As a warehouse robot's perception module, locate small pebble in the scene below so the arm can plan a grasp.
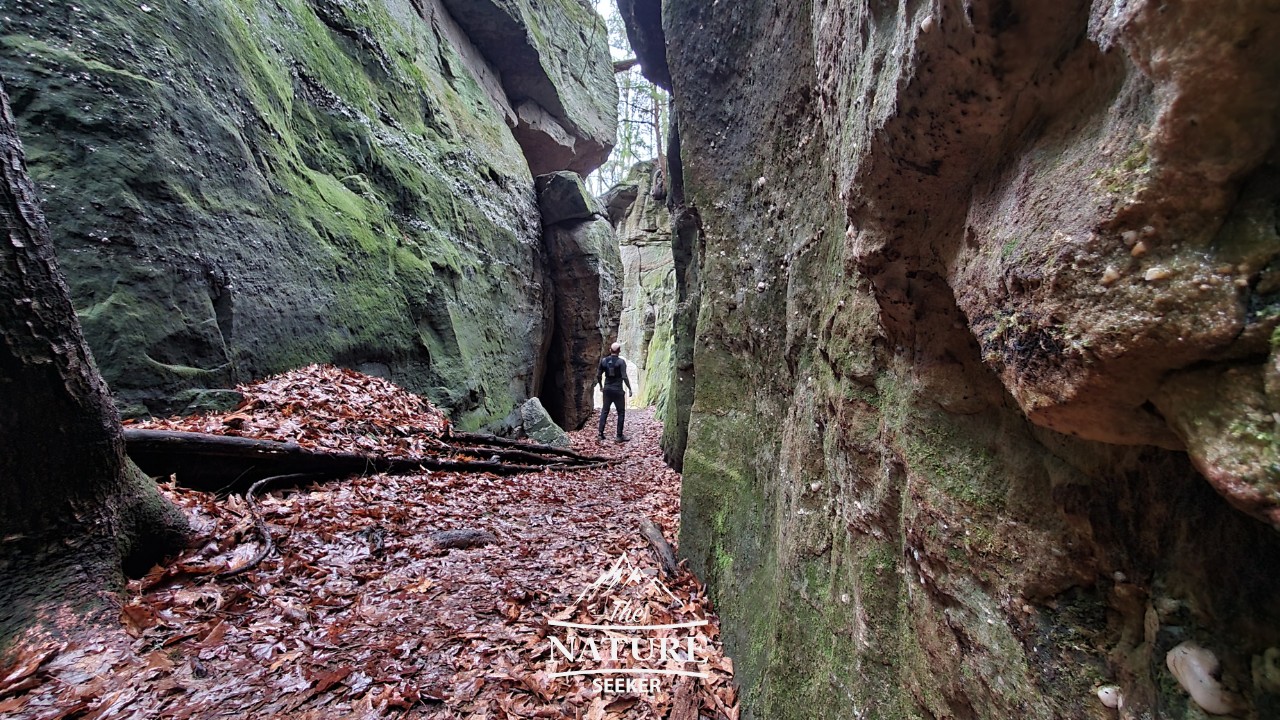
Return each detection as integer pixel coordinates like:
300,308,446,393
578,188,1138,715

-------

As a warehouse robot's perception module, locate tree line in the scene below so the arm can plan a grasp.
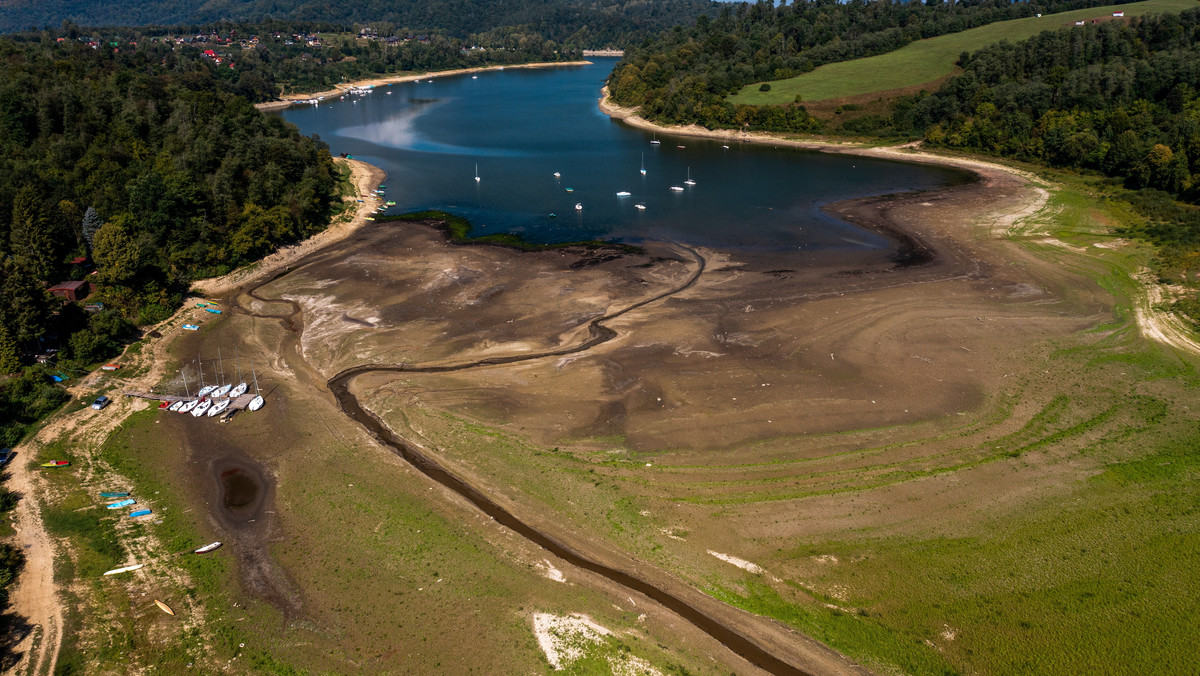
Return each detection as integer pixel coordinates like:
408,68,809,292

-------

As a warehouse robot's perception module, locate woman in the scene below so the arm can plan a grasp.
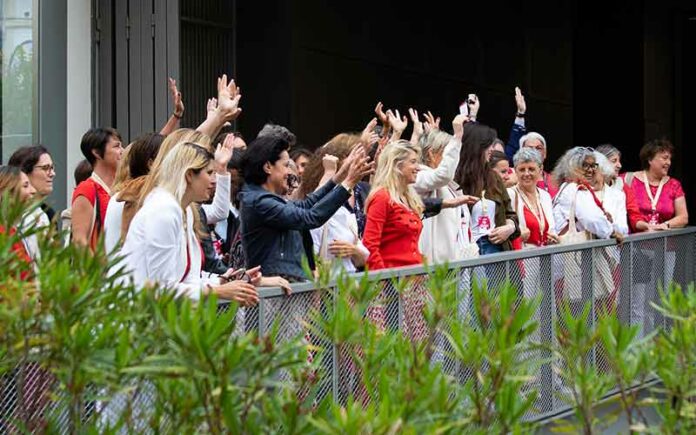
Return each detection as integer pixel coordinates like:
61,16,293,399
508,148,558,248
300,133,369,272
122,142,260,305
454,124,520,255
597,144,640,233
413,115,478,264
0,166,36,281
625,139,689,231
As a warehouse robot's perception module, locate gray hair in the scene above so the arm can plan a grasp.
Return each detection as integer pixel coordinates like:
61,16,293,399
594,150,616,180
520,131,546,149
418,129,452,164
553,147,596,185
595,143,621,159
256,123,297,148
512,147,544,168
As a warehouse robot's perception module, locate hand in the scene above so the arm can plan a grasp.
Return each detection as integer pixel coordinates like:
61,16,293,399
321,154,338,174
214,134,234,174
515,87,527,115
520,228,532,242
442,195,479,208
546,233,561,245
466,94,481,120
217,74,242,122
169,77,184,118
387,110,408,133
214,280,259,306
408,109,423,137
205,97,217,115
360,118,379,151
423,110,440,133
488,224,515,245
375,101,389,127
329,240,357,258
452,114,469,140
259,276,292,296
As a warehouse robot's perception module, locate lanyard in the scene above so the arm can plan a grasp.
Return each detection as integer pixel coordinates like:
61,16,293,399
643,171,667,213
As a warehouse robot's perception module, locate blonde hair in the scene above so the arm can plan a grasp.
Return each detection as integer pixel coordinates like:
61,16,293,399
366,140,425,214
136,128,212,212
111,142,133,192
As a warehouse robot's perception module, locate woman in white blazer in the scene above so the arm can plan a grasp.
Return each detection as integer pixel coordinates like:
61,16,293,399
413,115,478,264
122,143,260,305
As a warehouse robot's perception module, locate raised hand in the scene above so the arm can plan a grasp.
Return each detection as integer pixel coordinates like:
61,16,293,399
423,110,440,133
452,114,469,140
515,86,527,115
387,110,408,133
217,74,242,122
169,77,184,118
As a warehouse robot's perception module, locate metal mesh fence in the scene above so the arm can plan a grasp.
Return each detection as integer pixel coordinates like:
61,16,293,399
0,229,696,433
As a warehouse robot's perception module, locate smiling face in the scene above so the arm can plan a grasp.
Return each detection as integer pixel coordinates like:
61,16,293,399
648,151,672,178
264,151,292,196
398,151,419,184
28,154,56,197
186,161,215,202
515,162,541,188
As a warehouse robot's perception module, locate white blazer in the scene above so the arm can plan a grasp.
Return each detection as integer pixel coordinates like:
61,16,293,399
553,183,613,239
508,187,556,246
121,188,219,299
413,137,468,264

-------

AIM:
Please pick out every line in the material above that contains the word "white" and copy each of those lines.

COMPLETED EXERCISE:
As a warehouse robot's perception module, locate woman in white blazer in the scene above so the arm can plan a grasp.
As a warehouse robot's perception module, locate white blazer in the scene above so the arm can plan a grasp.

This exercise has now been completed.